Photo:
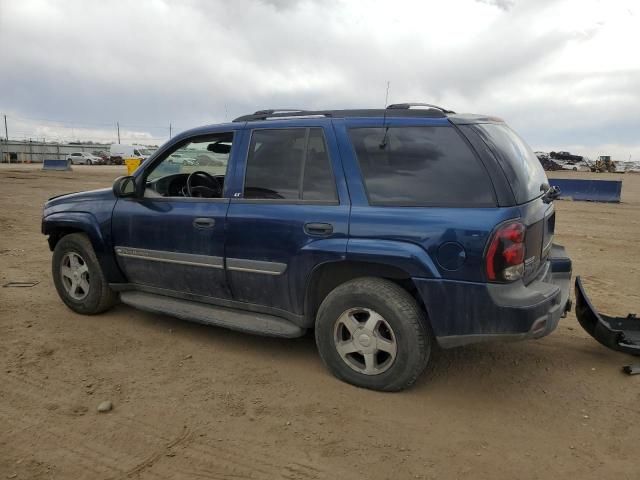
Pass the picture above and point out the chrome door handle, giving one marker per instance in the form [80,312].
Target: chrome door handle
[318,229]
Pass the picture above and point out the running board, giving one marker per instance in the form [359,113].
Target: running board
[249,322]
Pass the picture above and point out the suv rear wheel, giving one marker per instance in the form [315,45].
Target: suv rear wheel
[78,277]
[371,333]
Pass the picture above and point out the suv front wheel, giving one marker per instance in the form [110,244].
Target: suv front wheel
[78,277]
[371,333]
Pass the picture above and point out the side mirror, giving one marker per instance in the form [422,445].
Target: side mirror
[219,147]
[124,187]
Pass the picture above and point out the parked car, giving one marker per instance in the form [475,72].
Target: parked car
[118,152]
[385,231]
[83,158]
[104,156]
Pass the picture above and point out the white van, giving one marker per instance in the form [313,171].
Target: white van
[118,152]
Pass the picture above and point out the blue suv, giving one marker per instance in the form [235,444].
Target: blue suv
[389,232]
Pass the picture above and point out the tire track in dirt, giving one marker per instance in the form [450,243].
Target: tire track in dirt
[204,459]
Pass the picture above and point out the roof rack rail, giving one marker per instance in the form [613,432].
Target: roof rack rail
[407,106]
[282,113]
[399,110]
[271,111]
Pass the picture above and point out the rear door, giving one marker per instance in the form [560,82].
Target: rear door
[289,212]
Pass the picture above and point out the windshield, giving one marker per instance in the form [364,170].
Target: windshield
[522,167]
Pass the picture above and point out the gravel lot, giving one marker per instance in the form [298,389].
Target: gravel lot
[196,402]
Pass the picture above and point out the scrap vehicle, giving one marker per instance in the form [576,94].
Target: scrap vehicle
[119,152]
[386,231]
[565,156]
[604,164]
[83,158]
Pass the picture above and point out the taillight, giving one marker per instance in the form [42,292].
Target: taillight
[505,255]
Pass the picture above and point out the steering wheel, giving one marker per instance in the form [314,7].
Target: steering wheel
[213,190]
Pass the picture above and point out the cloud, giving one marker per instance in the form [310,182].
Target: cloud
[557,70]
[505,5]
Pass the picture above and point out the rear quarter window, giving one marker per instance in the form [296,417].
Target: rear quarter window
[519,163]
[420,166]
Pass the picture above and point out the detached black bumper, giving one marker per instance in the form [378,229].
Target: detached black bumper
[617,333]
[463,312]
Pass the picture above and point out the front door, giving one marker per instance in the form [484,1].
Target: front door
[171,240]
[288,216]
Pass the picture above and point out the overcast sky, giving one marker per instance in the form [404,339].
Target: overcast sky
[564,73]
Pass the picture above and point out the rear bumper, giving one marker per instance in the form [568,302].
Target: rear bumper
[616,333]
[464,312]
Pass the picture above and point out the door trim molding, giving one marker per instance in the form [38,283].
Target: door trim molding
[255,266]
[190,259]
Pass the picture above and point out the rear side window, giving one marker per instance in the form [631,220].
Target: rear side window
[420,166]
[520,164]
[289,164]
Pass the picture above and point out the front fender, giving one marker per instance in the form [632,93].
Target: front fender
[409,257]
[98,234]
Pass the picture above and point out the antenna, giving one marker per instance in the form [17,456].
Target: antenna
[383,144]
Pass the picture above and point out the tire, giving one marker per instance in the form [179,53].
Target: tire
[399,321]
[98,297]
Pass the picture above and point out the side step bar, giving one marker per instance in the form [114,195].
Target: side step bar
[618,333]
[249,322]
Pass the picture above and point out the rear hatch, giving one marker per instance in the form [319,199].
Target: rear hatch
[528,182]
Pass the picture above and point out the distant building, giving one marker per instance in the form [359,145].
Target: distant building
[21,151]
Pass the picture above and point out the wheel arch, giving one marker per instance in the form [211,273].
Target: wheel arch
[327,276]
[58,225]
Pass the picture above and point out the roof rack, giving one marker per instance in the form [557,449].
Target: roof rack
[398,110]
[407,106]
[279,113]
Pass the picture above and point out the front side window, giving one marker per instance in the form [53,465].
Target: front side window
[289,164]
[209,154]
[420,166]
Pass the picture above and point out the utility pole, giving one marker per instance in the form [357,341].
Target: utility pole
[6,142]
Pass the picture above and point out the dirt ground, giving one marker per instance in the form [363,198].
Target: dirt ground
[198,402]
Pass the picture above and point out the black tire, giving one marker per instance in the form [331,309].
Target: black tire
[407,322]
[99,296]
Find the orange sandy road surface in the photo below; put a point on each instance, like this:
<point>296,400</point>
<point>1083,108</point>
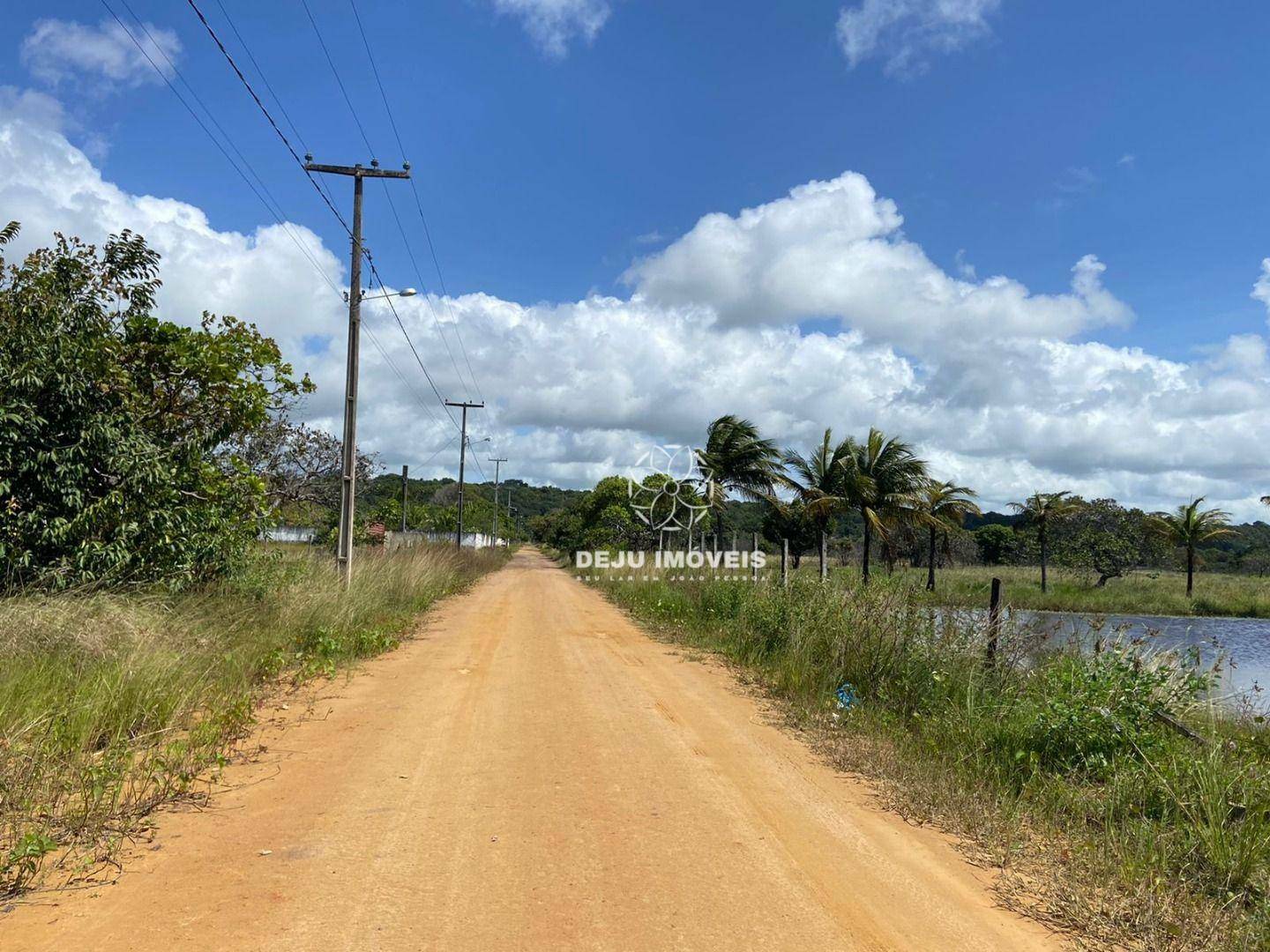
- - - -
Starting with the line above that holds "Pass the picture above and point out the gravel" and stopping with the line that holds "Pass the picture above and point out the rear bumper, giving", reproduce each line exactly, omitting all other lines.

Pass the picture above and point out the gravel lot, giving one marker per instance in the form [298,389].
Target: gravel lot
[196,402]
Pass the picture above and point out the scrap vehicle, giving one marker per instance in the form [576,94].
Target: scrap vehicle
[119,152]
[386,231]
[565,156]
[604,164]
[83,158]
Pass the picture above and point out the taillight, giving one marker per instance in the form [42,292].
Target: taillight
[505,255]
Pass the picture above and point out the steering wheel, giving one marker per instance in the form [314,7].
Target: steering wheel
[213,190]
Pass the picture above and point out the cloud, giving one marker per instance in the form [310,182].
Target: cloud
[557,70]
[505,5]
Pass the picture above and point out the rear quarter window, giving one marker per instance in the form [296,417].
Target: rear quarter window
[519,163]
[420,166]
Pass the picture above and point out the detached black bumper, giving one marker per instance in the form [378,229].
Target: detached black bumper
[617,333]
[463,312]
Pass the picture above and point out the front door, giving one marker per instance in the form [484,1].
Target: front door
[171,240]
[288,216]
Pass the picture above and point out the overcast sky, giving one marker per instance in the form [404,339].
Target: overcast sky
[564,73]
Pass the picture above and point out the rear bumper, giving one marker per instance in the form [568,302].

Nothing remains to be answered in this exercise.